--- Your objective ---
Exactly as written, retype the lines that run from the line holding "Q: For each instance of the overcast" through the end of the records below. Do not include pictures.

-- BEGIN Dataset entries --

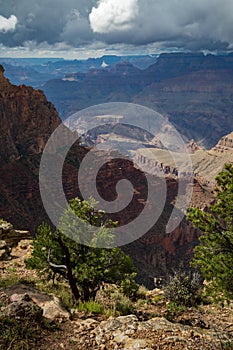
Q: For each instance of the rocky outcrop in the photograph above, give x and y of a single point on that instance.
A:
(5, 251)
(224, 146)
(11, 236)
(48, 306)
(27, 120)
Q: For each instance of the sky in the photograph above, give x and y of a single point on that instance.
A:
(91, 28)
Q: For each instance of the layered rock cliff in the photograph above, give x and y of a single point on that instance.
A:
(27, 120)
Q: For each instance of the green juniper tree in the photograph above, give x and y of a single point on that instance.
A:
(214, 255)
(85, 267)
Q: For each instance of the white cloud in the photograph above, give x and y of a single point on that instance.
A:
(111, 15)
(8, 24)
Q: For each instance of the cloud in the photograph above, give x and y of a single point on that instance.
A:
(8, 24)
(187, 24)
(181, 24)
(111, 15)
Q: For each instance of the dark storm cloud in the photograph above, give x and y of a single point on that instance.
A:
(199, 24)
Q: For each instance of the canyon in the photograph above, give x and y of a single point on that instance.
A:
(27, 120)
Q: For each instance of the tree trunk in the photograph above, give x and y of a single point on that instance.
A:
(71, 280)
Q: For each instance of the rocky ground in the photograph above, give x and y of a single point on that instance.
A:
(151, 327)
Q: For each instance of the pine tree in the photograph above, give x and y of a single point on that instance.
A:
(214, 255)
(85, 267)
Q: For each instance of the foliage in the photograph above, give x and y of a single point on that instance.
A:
(214, 255)
(86, 267)
(183, 289)
(173, 310)
(92, 306)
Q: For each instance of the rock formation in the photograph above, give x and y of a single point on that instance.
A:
(27, 120)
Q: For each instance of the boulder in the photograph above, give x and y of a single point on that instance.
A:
(11, 236)
(5, 251)
(52, 306)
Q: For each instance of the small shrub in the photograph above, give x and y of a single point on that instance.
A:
(174, 310)
(184, 289)
(122, 305)
(129, 287)
(23, 333)
(141, 293)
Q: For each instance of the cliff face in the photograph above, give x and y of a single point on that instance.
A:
(193, 90)
(27, 120)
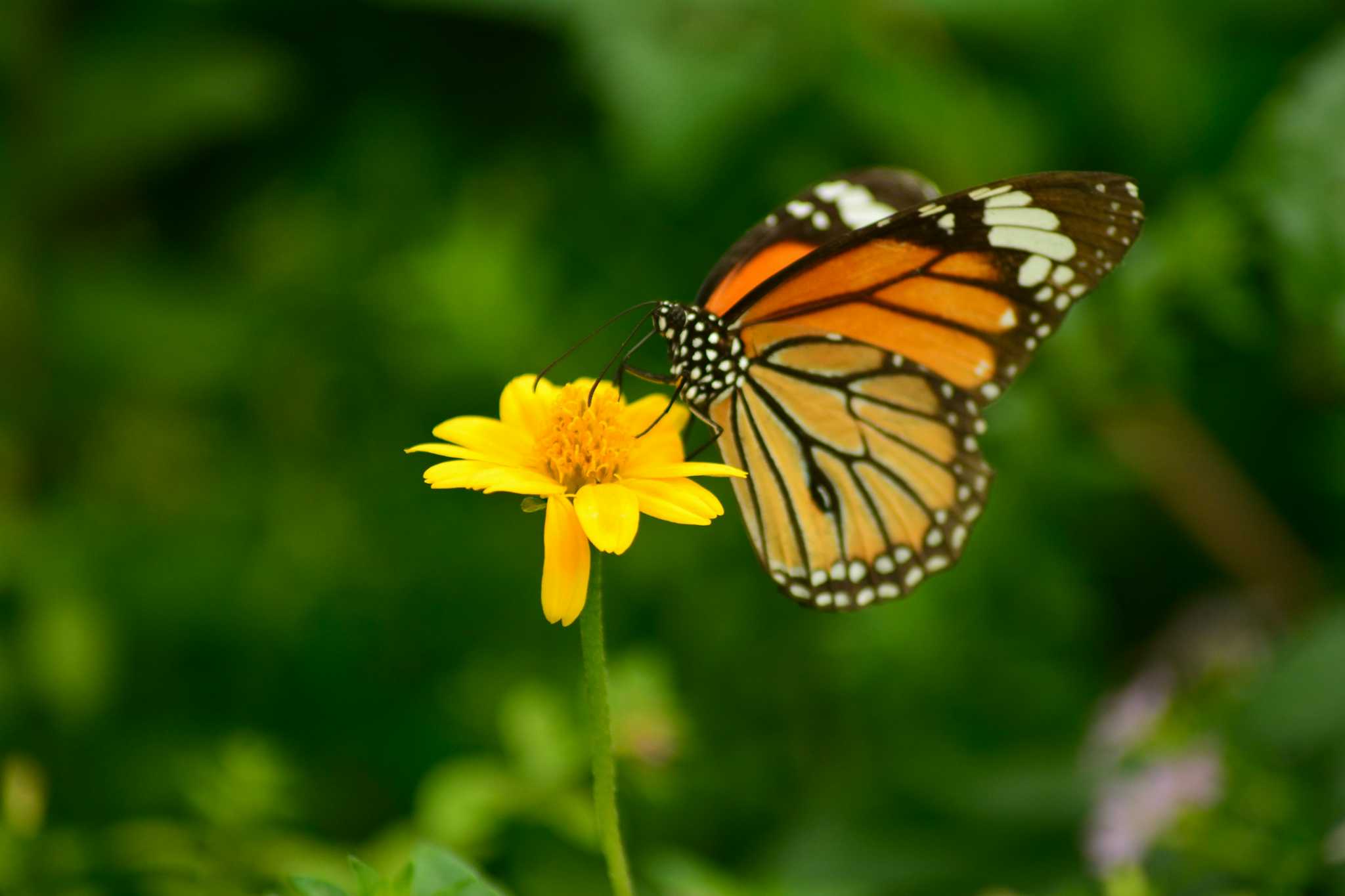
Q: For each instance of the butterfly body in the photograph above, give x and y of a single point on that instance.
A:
(844, 350)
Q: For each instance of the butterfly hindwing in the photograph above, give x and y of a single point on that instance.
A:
(814, 217)
(864, 473)
(871, 355)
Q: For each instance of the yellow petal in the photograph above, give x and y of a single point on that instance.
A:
(519, 481)
(450, 450)
(456, 475)
(567, 563)
(677, 471)
(665, 501)
(487, 436)
(640, 414)
(609, 515)
(490, 477)
(693, 495)
(526, 408)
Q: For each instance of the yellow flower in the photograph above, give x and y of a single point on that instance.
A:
(553, 442)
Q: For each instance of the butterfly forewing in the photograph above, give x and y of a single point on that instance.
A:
(967, 285)
(814, 217)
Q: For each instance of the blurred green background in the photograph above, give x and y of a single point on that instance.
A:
(250, 250)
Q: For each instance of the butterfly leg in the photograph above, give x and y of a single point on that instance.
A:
(718, 431)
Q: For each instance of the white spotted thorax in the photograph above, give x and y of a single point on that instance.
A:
(703, 352)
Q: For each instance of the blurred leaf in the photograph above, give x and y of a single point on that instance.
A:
(1298, 706)
(440, 872)
(314, 887)
(370, 882)
(120, 117)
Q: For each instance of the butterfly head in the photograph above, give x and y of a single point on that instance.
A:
(704, 354)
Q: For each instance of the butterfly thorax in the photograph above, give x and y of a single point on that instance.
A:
(705, 355)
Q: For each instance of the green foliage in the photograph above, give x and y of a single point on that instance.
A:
(249, 251)
(431, 872)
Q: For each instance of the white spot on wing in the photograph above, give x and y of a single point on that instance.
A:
(1033, 241)
(854, 203)
(1009, 200)
(1039, 218)
(982, 192)
(1033, 270)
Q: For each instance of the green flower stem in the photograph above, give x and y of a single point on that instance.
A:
(600, 734)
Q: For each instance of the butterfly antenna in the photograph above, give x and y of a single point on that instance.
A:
(666, 409)
(580, 344)
(622, 350)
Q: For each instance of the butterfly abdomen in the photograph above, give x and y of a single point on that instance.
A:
(703, 352)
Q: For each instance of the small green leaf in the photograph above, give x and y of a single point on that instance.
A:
(314, 887)
(403, 883)
(370, 882)
(441, 874)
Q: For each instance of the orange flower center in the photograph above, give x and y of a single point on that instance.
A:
(584, 444)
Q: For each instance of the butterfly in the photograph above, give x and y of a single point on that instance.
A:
(844, 350)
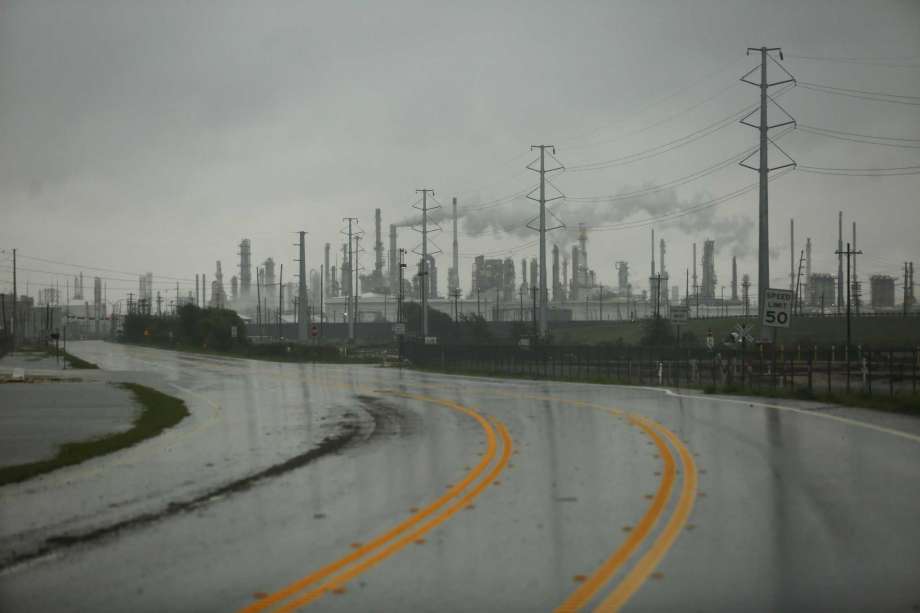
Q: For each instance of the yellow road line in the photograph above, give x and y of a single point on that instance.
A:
(644, 567)
(400, 528)
(340, 580)
(580, 597)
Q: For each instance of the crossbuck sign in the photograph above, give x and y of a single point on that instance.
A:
(777, 308)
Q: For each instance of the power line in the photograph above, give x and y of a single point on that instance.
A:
(891, 62)
(861, 138)
(730, 161)
(646, 107)
(663, 148)
(121, 272)
(684, 212)
(656, 123)
(671, 145)
(861, 172)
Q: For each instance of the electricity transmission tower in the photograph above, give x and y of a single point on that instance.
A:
(351, 319)
(763, 168)
(423, 267)
(849, 253)
(542, 229)
(302, 323)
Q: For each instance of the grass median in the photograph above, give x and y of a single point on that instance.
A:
(159, 411)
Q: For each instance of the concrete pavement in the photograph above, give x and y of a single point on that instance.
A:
(434, 492)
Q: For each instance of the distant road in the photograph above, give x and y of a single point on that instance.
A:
(357, 488)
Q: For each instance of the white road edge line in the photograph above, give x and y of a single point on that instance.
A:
(780, 407)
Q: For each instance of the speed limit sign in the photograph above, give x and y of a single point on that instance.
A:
(777, 308)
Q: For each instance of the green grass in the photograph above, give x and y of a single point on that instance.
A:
(159, 411)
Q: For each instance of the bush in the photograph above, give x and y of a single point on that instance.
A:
(195, 327)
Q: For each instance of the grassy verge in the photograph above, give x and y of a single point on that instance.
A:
(906, 404)
(158, 412)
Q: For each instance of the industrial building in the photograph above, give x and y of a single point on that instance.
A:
(882, 291)
(821, 290)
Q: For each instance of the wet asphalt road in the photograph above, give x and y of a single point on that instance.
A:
(369, 489)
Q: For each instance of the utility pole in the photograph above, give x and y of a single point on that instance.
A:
(906, 290)
(351, 320)
(839, 261)
(796, 301)
(792, 276)
(322, 299)
(849, 253)
(423, 267)
(259, 298)
(303, 324)
(763, 169)
(16, 300)
(280, 297)
(355, 276)
(533, 306)
(542, 229)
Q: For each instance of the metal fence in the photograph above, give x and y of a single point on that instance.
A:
(814, 370)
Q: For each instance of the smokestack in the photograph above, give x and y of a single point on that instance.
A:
(910, 281)
(661, 263)
(378, 246)
(245, 268)
(453, 275)
(565, 273)
(840, 287)
(557, 293)
(792, 255)
(326, 276)
(734, 279)
(807, 258)
(394, 261)
(855, 278)
(574, 293)
(695, 286)
(806, 292)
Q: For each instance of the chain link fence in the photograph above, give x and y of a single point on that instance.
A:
(811, 370)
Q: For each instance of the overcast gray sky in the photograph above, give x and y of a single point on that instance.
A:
(142, 136)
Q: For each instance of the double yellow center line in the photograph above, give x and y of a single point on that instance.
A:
(334, 576)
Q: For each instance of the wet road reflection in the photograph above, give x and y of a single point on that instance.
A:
(792, 511)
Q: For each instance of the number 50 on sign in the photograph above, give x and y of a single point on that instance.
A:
(777, 308)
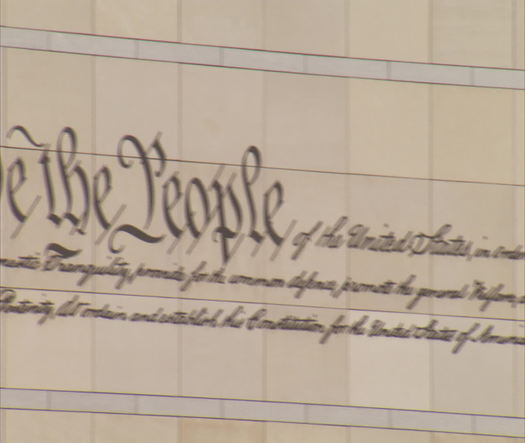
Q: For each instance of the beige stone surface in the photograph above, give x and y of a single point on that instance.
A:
(519, 36)
(369, 435)
(150, 110)
(237, 23)
(136, 356)
(39, 426)
(220, 431)
(113, 428)
(306, 203)
(386, 206)
(472, 134)
(301, 361)
(221, 362)
(299, 433)
(519, 137)
(60, 15)
(41, 356)
(305, 122)
(465, 381)
(311, 26)
(462, 438)
(388, 128)
(402, 383)
(47, 92)
(136, 19)
(457, 205)
(383, 29)
(472, 32)
(222, 113)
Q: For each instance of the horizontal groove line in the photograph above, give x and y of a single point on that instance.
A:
(267, 303)
(253, 420)
(256, 50)
(261, 401)
(278, 168)
(365, 68)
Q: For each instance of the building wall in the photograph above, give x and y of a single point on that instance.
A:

-- END Dataset entries --

--- Answer to this exercise ---
Q: For each instance of the overcast gray sky in the photograph above, give x and y of a single point on that instance.
A:
(142, 136)
Q: For each instance of the double yellow center line in the photograph above, give x and y of a single point on that instance.
A:
(334, 576)
Q: For each instance of the wet road reflection in the photograph above, give x and y of a single point on that instance.
A:
(792, 511)
Q: For each instance of the number 50 on sign in the photograph above, give x and y of a single point on that instance.
A:
(777, 308)
Q: For each instance of the beige stone surface in the photograph above, give x and y of a single point on that instance.
A:
(519, 36)
(369, 435)
(150, 110)
(237, 23)
(136, 356)
(39, 426)
(220, 431)
(113, 428)
(306, 203)
(386, 206)
(472, 134)
(301, 361)
(221, 362)
(299, 433)
(519, 137)
(60, 15)
(41, 356)
(305, 122)
(465, 381)
(311, 26)
(462, 438)
(388, 128)
(402, 383)
(47, 92)
(136, 19)
(457, 205)
(383, 29)
(472, 32)
(222, 113)
Q: For each instance of the horizontal groove line in the photograph above, give x and y of a single point on that instance.
A:
(267, 303)
(253, 420)
(256, 50)
(261, 401)
(278, 168)
(365, 68)
Q: For each instance of the building wall in the photograph above, give x and y of a single point on that instance.
A:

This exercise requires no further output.